■ EXERCISE DESCRIPTION
Everything from the line with "Place one point per instance of the pine" through the last line of the records below should be copied exactly, both ends included.

========================

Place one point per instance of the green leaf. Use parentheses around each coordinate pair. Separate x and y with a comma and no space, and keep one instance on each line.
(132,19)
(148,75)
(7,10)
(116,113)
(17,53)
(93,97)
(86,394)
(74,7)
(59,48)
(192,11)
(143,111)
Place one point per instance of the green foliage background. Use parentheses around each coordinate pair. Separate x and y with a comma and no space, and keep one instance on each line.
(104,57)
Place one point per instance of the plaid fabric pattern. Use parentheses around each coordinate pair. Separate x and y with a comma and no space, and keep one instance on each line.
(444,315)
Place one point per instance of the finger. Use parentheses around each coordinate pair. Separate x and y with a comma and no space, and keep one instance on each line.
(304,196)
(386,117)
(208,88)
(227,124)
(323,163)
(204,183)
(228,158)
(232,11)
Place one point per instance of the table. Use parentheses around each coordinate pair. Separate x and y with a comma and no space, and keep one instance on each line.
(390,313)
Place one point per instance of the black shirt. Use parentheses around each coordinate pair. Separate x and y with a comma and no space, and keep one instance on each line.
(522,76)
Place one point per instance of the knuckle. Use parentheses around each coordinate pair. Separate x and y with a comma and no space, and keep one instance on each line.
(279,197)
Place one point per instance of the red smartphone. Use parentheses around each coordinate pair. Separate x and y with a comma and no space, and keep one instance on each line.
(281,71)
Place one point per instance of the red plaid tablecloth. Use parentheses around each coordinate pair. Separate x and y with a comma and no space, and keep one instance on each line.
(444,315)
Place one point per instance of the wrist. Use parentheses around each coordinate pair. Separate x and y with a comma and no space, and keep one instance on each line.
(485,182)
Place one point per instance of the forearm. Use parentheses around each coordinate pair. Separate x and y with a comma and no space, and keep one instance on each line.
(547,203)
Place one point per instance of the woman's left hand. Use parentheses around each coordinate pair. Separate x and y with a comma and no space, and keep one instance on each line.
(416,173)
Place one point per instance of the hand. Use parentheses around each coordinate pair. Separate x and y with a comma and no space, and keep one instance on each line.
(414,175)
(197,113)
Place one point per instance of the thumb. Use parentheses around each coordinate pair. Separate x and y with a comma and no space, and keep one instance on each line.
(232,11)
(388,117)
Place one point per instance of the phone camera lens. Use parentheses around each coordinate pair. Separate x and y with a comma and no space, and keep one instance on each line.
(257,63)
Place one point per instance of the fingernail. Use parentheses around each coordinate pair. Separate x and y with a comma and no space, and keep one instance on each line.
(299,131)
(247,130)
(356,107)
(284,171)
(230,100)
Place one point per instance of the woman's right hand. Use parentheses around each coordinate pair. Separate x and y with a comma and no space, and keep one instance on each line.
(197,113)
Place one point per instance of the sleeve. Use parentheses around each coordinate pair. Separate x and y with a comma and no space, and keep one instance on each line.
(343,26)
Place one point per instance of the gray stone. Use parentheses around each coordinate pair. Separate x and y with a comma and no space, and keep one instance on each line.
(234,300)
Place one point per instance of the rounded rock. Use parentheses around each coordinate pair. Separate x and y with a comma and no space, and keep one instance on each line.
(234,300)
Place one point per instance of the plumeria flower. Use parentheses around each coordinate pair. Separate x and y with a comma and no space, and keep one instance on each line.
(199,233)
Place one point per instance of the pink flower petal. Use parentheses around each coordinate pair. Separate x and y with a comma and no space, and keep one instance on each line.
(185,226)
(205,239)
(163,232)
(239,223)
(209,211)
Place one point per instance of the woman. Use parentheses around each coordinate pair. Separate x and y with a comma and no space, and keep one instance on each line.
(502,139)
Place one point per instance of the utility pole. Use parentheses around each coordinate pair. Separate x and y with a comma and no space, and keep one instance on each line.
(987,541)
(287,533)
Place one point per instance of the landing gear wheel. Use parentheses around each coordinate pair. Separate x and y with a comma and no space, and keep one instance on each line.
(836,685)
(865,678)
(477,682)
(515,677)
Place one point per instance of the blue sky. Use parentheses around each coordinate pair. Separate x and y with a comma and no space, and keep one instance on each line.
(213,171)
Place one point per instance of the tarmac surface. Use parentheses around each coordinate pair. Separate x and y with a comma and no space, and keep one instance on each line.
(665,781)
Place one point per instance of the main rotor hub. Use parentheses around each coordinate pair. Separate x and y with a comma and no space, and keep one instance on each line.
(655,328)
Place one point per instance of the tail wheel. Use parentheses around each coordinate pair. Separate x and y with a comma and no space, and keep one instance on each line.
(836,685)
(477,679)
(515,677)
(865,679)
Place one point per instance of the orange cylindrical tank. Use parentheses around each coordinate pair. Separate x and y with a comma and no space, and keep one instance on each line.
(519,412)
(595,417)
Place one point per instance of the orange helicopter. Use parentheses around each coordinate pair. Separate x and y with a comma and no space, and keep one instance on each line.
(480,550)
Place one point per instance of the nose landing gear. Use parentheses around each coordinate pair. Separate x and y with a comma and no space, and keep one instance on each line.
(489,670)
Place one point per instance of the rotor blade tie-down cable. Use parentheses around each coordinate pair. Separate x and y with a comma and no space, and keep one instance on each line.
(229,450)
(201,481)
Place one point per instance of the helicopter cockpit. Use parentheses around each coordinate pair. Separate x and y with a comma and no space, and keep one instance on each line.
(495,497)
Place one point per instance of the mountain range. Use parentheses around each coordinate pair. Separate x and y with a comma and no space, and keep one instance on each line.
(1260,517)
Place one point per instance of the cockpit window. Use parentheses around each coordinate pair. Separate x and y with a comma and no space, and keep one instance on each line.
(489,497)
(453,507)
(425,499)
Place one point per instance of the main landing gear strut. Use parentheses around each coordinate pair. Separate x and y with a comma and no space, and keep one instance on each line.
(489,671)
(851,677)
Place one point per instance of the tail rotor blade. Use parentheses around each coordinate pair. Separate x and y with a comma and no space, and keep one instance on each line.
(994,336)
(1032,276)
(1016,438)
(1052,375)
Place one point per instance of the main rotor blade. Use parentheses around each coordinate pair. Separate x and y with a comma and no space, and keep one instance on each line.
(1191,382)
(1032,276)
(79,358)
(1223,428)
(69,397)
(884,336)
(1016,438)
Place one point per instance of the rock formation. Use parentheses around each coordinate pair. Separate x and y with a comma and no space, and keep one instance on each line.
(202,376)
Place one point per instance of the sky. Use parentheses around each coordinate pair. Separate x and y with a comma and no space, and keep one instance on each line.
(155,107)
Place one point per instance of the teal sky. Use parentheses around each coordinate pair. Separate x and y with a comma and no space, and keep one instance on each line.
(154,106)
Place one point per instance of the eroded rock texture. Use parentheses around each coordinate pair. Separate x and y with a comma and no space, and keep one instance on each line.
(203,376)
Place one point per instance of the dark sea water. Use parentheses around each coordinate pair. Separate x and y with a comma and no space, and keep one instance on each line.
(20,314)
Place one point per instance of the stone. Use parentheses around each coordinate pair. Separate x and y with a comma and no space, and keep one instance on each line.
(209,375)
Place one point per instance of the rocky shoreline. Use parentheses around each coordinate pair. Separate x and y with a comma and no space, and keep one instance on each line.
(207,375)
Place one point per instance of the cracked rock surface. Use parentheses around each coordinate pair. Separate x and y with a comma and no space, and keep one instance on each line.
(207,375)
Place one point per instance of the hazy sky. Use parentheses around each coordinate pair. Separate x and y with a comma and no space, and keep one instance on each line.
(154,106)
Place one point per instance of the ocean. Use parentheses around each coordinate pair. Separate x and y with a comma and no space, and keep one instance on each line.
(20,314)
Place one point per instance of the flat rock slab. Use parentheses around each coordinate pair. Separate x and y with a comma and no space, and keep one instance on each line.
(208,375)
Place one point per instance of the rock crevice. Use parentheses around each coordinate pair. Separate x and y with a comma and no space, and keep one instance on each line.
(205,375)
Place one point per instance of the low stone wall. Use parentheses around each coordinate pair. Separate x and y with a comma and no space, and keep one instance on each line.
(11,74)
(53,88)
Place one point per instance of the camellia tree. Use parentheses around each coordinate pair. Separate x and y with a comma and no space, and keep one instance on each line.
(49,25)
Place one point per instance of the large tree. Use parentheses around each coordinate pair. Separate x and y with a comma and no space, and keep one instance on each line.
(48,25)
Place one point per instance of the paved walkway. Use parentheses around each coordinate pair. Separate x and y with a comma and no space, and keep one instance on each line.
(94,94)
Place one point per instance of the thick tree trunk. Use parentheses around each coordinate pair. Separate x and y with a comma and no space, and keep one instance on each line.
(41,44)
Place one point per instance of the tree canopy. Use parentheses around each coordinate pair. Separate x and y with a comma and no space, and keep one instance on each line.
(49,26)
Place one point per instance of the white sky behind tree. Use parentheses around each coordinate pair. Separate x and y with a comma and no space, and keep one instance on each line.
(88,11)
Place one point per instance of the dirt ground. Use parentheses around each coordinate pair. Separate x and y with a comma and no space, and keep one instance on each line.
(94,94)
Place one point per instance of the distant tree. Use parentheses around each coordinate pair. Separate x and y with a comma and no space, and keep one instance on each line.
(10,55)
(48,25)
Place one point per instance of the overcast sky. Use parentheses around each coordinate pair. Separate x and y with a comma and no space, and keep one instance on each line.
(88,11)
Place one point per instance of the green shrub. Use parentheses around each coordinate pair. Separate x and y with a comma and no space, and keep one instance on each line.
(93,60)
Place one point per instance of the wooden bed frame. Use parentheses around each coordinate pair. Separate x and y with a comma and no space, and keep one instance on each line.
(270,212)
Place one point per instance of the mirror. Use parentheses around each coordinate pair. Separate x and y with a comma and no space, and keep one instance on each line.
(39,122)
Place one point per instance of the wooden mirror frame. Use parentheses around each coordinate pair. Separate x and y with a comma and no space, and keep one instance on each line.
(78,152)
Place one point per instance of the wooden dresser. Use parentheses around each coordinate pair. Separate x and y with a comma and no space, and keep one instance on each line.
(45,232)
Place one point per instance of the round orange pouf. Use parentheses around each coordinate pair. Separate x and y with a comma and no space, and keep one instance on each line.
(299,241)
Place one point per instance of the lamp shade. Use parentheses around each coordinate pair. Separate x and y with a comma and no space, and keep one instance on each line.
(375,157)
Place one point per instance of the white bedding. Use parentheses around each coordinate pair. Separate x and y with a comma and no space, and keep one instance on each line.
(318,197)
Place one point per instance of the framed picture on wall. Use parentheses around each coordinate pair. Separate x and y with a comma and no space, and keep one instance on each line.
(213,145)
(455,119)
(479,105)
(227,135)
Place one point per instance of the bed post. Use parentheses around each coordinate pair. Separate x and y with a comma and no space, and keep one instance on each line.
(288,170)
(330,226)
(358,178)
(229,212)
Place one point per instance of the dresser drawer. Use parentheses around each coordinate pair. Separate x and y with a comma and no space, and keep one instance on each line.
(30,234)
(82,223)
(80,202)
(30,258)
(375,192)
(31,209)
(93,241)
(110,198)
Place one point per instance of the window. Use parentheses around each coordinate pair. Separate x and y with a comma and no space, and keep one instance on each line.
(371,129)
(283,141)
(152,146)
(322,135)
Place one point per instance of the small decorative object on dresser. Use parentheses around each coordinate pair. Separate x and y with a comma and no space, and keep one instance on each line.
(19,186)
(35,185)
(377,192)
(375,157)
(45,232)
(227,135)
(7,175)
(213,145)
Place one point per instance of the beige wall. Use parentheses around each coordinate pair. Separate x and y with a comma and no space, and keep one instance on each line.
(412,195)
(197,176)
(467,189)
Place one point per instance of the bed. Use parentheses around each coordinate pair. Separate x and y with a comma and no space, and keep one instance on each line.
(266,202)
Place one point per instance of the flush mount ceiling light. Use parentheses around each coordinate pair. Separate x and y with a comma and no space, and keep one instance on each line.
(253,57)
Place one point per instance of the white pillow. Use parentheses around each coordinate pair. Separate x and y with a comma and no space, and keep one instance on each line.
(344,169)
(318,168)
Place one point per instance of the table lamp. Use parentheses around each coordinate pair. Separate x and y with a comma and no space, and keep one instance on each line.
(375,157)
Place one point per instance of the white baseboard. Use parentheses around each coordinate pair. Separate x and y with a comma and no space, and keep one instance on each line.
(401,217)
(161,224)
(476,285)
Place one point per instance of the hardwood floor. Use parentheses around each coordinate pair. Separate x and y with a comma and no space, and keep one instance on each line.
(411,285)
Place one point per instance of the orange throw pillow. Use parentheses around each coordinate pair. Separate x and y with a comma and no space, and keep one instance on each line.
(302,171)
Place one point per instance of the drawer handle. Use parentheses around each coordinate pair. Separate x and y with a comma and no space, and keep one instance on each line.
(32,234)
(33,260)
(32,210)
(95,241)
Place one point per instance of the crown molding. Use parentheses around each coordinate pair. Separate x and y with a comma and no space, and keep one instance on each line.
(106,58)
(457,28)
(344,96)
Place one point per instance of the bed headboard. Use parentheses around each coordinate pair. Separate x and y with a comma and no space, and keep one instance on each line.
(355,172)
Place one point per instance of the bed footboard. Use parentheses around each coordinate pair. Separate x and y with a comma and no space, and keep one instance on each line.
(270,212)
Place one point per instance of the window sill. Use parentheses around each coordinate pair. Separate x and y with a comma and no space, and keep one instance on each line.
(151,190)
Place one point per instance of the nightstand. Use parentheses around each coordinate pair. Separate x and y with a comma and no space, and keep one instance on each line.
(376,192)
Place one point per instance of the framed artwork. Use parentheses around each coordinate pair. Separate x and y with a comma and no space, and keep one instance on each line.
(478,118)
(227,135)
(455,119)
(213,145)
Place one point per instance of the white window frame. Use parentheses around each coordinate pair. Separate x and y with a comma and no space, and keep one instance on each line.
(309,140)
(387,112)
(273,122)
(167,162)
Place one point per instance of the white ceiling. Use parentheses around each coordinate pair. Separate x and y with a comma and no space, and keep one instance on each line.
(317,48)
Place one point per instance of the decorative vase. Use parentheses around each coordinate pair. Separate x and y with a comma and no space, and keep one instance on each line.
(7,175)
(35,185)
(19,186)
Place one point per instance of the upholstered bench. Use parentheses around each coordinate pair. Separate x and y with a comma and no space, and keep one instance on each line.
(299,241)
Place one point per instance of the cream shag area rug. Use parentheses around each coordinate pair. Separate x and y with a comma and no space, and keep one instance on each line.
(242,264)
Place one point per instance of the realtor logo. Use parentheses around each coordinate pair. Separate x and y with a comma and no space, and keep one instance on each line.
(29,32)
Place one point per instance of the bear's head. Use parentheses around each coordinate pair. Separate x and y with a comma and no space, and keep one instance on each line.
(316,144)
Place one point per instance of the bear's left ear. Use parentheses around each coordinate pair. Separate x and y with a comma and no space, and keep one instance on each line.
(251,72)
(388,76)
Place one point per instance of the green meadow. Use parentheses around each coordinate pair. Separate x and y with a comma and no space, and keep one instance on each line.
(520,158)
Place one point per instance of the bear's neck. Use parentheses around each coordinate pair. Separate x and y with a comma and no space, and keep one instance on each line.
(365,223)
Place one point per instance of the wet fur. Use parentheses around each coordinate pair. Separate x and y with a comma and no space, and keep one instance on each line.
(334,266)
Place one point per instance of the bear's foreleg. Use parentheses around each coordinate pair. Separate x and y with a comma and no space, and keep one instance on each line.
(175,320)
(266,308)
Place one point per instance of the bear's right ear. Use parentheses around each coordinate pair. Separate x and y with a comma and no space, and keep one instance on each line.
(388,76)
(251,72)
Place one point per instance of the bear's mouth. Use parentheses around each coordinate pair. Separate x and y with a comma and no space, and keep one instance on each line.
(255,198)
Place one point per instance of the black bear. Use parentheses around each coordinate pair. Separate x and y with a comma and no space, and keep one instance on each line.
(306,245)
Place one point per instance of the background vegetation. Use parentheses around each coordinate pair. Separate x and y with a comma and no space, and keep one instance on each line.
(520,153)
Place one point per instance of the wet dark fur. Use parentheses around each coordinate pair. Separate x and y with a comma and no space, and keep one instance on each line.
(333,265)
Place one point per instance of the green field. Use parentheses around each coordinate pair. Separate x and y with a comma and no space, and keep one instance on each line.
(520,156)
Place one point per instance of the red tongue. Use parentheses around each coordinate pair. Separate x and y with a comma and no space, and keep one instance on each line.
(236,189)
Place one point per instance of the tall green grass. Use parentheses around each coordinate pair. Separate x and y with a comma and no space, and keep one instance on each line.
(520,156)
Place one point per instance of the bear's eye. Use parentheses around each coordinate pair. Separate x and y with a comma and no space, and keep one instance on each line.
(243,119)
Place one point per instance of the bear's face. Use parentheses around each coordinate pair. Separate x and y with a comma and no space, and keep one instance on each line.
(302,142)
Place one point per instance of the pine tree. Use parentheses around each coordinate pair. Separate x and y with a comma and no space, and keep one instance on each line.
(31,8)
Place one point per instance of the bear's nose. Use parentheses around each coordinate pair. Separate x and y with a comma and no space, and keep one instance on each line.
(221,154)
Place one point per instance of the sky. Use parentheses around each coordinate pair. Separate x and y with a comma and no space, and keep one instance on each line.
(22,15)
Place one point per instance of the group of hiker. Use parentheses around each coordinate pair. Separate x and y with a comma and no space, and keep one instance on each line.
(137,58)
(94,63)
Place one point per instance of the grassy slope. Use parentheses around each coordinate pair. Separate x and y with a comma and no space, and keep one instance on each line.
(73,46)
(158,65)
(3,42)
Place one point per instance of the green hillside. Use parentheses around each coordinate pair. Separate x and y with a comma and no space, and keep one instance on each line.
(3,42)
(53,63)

========================

■ ANSWER AREA
Place one point per instance of the pine tree. Use parentheses around each coordinate pair. Separate x and y with a comma and no space, and keep one instance on each line.
(31,8)
Place one point per instance of the bear's nose. Use parentheses around each coordinate pair. Separate x and y with a comma and no space, and keep one instance on each line.
(221,154)
Place one point per instance of the sky. Use parentheses around each coordinate pair. Separate x and y with a comma and no space, and keep one instance on each line.
(22,15)
Place one point per instance of the group of hiker. Use parentheses around each coordinate pair. Separate x and y with a comma and no space, and keep one instance on each line.
(137,58)
(94,63)
Place one point per instance of the grassy slope. Use parentheses around each coordinate pair. Separate x and y with a comma and no space, and keep one instance on each line.
(73,46)
(158,65)
(3,42)
Place one point per instance of the green hillside. Use parentheses around each coordinate pair. Separate x and y with a comma and no space, and keep one instance on each line.
(3,42)
(53,63)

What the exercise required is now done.